[Collected data]
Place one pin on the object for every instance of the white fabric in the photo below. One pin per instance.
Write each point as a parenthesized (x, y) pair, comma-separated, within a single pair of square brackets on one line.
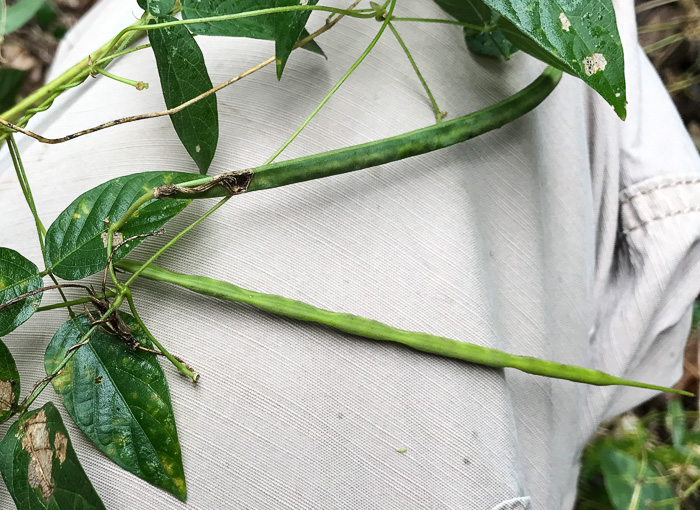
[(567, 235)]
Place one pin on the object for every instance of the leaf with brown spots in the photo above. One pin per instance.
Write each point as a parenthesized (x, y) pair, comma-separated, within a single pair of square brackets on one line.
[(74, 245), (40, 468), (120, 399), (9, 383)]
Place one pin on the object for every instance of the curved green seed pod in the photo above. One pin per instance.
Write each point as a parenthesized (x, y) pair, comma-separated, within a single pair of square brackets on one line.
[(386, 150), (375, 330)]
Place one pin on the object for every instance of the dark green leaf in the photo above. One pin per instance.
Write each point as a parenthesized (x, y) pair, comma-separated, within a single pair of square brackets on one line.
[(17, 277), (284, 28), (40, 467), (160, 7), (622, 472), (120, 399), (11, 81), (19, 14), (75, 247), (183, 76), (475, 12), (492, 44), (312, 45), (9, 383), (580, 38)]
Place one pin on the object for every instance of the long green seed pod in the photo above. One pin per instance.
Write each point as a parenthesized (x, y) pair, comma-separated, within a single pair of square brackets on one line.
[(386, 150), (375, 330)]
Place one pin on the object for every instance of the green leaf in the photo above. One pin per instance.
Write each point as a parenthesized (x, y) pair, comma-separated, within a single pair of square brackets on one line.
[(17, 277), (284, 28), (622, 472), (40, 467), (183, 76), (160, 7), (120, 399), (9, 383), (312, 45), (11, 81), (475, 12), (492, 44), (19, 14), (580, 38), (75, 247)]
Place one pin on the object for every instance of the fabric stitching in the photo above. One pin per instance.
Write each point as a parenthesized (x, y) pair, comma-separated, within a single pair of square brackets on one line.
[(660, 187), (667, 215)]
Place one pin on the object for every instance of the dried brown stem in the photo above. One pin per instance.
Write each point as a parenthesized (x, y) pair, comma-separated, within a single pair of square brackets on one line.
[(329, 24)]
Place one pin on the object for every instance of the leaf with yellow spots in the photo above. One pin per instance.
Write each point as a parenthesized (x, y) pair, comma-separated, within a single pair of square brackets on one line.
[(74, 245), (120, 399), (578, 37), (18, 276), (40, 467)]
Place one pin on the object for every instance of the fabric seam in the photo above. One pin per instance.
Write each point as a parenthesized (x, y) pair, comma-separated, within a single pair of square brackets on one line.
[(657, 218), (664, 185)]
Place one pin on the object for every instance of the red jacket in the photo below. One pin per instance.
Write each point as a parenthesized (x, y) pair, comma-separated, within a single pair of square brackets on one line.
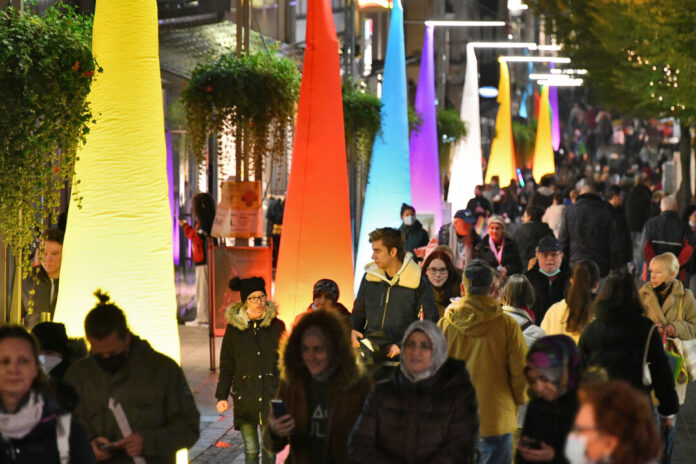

▶ **Task goal**
Replace "pin" with "marker" throughout all of the collected data above, leaving everything else unchanged. Write the data out again, but omit the pictures.

▶ **Exercise result**
Place one marker on the object for every instance of the white fabric in the photo below. One marker per instance.
Write each point as a parenthesized (x, y) pair, comma-separated, within a single pair of square brackets on one line.
[(567, 235)]
Place one marker on the object for every instance of the leaf with brown spots in the photo above. One marker per instance.
Write each point as a parenthesized (x, y) pair, comma-separated, within a single pair of square brackets on one line.
[(74, 245), (40, 468), (120, 399), (9, 383)]
Place one marker on the object for every instance of the curved green seed pod in the photo above. One marker per instance.
Write each point as a parenthesized (x, y) pair, comma-separated, within a single pair of square brackets on one line.
[(386, 150), (375, 330)]
Place one marker on the object for every instance of the dark green leaf in the photo above. One marker per instance.
Write each point as a parenthesized (x, y) pair, comma-separated, within a single pair of square brackets on one line.
[(17, 277), (284, 28), (40, 467), (160, 7), (622, 472), (120, 399), (11, 81), (19, 14), (75, 247), (183, 76), (475, 12), (492, 44), (312, 45), (9, 383), (580, 38)]
Place one marker on the object for every instance of the long green seed pod in the photo above. One marker per instance.
Write each point as a parenthesized (x, y) pair, comma-separated, within a single pair of square brackets on one line.
[(386, 150), (375, 330)]
Place one marker on the object for every instance of the green leaf in the photo above. One marker per instance.
Write each point as a parenthesized (x, y) pair, comma-separated, within a single pair of square brackets on one line.
[(17, 277), (284, 28), (622, 472), (40, 467), (183, 76), (160, 7), (120, 399), (9, 383), (312, 45), (11, 81), (475, 12), (492, 44), (19, 14), (580, 38), (75, 247)]
Place one marker on the object for every instance of the fabric stitching in the photo above. One marker per instance.
Write each point as a parenthesized (x, y) pair, comma-separated, within a single pair of square brackets on one line.
[(660, 187), (667, 215)]
Place one marker on the object for every instance of the dried brown stem in the photo above. One marker per instance.
Write each point as a parenthesized (x, y) pair, comma-separated, within a single pair of square brackets on one line.
[(329, 24)]
Place one marker on the object for every instance of the leaf with yellow spots in the photo above. One marker per instance.
Write each point as a parenthesized (x, y) pair, comma-separated, within a single pair of square brackets on one line.
[(74, 245), (120, 399), (578, 37), (18, 276), (40, 467)]
Place one marker on the object for every instance of the fabric seam in the photo above. One marker per instance.
Write each point as a parenthesized (x, y) pair, comma-separated, within a single pair of square brackets on one line.
[(657, 218), (664, 185)]
Place one marker on the object for every instance of the red jacket in the photo below. One marker per instance.
Write each point as a parenthesized (x, y) pair, comma-separated, within a single pair of square brackets on one line.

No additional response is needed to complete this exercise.